START Records supplied
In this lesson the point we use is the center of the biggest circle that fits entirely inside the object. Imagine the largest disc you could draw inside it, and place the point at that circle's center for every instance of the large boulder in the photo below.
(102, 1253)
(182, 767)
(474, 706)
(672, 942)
END Records supplied
* What this task involves:
Copy the material above word for word, reproducing every line without any change.

* Response to this task:
In this lesson the point we use is the center of the biggest circle that fits entirely inside the object. Imagine the largest disc you could draw inside it, and place the point at that circle's center for every instance of the large boulder in the photo below.
(102, 1253)
(182, 767)
(474, 706)
(672, 942)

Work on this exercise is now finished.